## Given problem
Transcribe, word for word, the line containing "Each instance of the lake" and each line following it through the end of the listing below. Omit all other lines.

Dataset records:

* * *

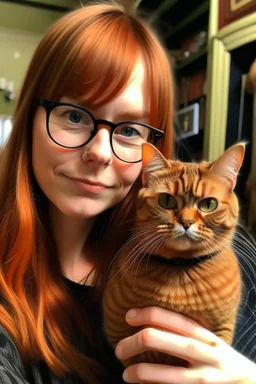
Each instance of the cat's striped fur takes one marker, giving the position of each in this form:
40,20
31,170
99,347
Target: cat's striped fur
184,211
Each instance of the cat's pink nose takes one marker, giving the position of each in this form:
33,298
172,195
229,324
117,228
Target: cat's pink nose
186,223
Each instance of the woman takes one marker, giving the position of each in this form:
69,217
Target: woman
69,174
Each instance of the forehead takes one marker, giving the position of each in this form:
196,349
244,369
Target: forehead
194,180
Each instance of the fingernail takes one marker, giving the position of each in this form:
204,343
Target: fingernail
125,376
131,314
119,352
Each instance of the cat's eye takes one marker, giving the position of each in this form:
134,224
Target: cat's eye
208,205
167,201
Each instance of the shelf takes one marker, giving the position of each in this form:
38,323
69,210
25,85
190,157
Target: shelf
193,16
192,59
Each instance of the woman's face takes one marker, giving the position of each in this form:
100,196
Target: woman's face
82,185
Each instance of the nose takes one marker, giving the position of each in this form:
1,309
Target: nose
99,150
186,223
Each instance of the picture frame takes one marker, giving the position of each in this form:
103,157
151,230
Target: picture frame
233,10
237,4
188,119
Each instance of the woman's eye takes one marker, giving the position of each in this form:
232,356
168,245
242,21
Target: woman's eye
75,117
167,201
129,131
208,205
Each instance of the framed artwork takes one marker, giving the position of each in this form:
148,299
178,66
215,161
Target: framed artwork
232,10
188,118
236,4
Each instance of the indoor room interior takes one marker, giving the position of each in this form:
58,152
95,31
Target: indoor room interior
212,46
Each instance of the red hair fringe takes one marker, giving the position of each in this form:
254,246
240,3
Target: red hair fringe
89,54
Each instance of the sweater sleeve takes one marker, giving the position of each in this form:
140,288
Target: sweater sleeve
12,370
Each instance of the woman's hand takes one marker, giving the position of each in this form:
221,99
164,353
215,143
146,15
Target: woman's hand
211,359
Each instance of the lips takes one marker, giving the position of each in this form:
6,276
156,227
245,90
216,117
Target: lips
89,186
90,182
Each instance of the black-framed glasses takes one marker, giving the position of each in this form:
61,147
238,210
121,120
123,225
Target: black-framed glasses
72,126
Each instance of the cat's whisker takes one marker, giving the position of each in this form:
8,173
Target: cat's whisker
147,251
132,238
148,243
135,250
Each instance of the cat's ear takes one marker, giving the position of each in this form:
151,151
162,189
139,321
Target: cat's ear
228,164
152,160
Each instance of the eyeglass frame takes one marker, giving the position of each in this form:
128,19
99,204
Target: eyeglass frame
49,105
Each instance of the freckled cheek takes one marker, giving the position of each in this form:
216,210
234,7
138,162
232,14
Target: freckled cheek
128,173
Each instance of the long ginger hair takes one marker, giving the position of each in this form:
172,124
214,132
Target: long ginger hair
89,53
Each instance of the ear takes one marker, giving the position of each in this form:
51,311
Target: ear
152,160
228,164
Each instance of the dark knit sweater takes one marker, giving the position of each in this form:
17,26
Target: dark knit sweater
12,371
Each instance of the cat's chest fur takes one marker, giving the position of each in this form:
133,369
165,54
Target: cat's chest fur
208,292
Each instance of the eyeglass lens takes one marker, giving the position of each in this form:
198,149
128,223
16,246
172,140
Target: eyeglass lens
72,127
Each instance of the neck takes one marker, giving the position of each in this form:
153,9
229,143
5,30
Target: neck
70,234
184,262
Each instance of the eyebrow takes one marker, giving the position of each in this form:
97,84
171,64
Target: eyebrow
129,115
132,115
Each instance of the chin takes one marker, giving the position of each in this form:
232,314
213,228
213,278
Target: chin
83,210
183,243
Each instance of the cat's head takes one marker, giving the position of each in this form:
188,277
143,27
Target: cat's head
191,206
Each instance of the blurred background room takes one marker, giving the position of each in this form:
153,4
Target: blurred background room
212,46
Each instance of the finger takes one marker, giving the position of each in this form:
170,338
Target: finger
164,374
153,339
171,321
152,373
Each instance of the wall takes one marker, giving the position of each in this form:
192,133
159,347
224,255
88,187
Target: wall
21,28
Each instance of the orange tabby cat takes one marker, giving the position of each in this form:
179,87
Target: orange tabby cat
180,255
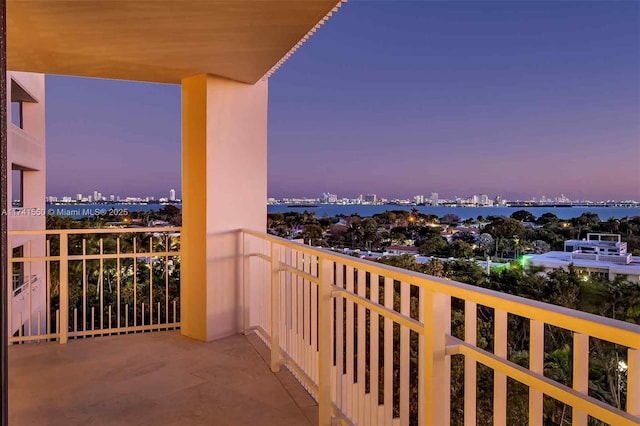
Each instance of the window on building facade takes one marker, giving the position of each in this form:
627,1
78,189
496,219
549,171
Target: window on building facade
16,114
17,273
17,186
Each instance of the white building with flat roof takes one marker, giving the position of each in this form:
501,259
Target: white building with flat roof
25,209
601,255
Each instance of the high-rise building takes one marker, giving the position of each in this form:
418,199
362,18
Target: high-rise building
26,179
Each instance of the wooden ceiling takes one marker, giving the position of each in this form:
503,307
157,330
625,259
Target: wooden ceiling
159,40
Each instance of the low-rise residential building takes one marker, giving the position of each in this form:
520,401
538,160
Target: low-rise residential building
601,255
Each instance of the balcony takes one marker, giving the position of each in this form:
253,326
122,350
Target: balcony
371,344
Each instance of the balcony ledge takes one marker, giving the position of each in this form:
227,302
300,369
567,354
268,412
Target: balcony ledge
157,378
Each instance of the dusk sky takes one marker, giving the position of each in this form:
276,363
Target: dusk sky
397,98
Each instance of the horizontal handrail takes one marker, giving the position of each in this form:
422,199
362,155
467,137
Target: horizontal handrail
82,231
614,331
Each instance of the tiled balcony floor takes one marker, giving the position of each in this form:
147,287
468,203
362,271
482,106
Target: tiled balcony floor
159,378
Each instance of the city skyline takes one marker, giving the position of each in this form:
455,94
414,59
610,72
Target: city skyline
467,97
327,197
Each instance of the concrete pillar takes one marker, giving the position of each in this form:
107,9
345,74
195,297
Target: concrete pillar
224,188
4,261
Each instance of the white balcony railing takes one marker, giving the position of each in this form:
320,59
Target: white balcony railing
373,343
97,282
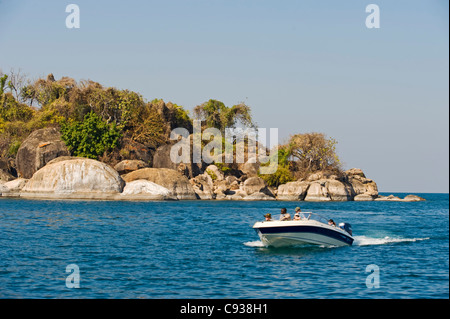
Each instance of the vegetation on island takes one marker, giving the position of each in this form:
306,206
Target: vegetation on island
107,124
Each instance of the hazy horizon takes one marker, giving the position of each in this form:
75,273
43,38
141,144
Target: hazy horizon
301,67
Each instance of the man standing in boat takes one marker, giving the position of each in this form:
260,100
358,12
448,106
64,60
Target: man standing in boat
285,215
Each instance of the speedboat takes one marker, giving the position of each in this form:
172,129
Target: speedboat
310,229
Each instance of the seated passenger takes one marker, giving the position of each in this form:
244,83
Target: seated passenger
284,215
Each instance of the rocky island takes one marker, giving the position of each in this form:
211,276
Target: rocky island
85,141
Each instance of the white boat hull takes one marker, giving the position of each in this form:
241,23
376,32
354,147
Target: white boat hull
290,233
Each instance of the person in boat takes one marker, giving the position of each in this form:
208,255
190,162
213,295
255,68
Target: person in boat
285,215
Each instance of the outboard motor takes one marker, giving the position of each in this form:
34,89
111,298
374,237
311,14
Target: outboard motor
347,227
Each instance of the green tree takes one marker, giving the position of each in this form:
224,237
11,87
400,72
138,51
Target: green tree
312,152
90,138
215,114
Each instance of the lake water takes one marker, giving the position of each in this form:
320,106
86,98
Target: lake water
208,249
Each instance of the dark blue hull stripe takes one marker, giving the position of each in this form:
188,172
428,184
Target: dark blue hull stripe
308,229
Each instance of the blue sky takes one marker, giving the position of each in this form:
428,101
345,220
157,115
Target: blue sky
302,66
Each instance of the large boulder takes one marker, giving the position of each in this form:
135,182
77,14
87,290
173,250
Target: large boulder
127,166
292,191
161,158
203,186
14,187
254,185
175,182
80,178
339,191
39,148
361,184
215,173
5,176
142,189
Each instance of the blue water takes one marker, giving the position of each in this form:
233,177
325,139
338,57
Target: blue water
207,249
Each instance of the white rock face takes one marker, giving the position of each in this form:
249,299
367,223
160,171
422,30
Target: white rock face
76,178
145,189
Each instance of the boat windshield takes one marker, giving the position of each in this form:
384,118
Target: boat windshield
313,216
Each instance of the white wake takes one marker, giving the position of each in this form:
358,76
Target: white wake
367,241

* * *

## Correct response
Each instance of the lake water takes one marker, giving the position of each in this form:
320,106
86,98
Target: lake water
208,249
Each instance of the dark blue hull stripe takes one marker, giving the position of each in this form:
188,172
428,184
Target: dark blue hull stripe
308,229
Each instance of the blue sky takes one marker, giving the position of each in this form:
428,101
345,220
157,115
Target: blue sky
302,66
Each instance of the large boulder takes one marker, giving the position of each in this form:
135,182
77,14
87,290
173,250
Target: large boulder
127,166
292,191
161,158
203,186
14,187
254,185
175,182
80,178
339,191
39,148
361,184
215,173
5,176
142,189
Each instance of the blue water takes one marker, giving the position of each in this form:
233,177
325,139
338,57
Target: blue water
207,249
Each instance of the white rock face takes one marker, giving the position of each in this form:
249,299
367,223
160,171
422,30
Target: white rock face
76,178
145,189
Each instance of the boat windshield takes one marker, giving the position of each in this form:
384,118
Target: boat windshield
313,216
Each instance of the white wake takes one marker, giving the position of each in this form:
358,76
Target: white wake
367,241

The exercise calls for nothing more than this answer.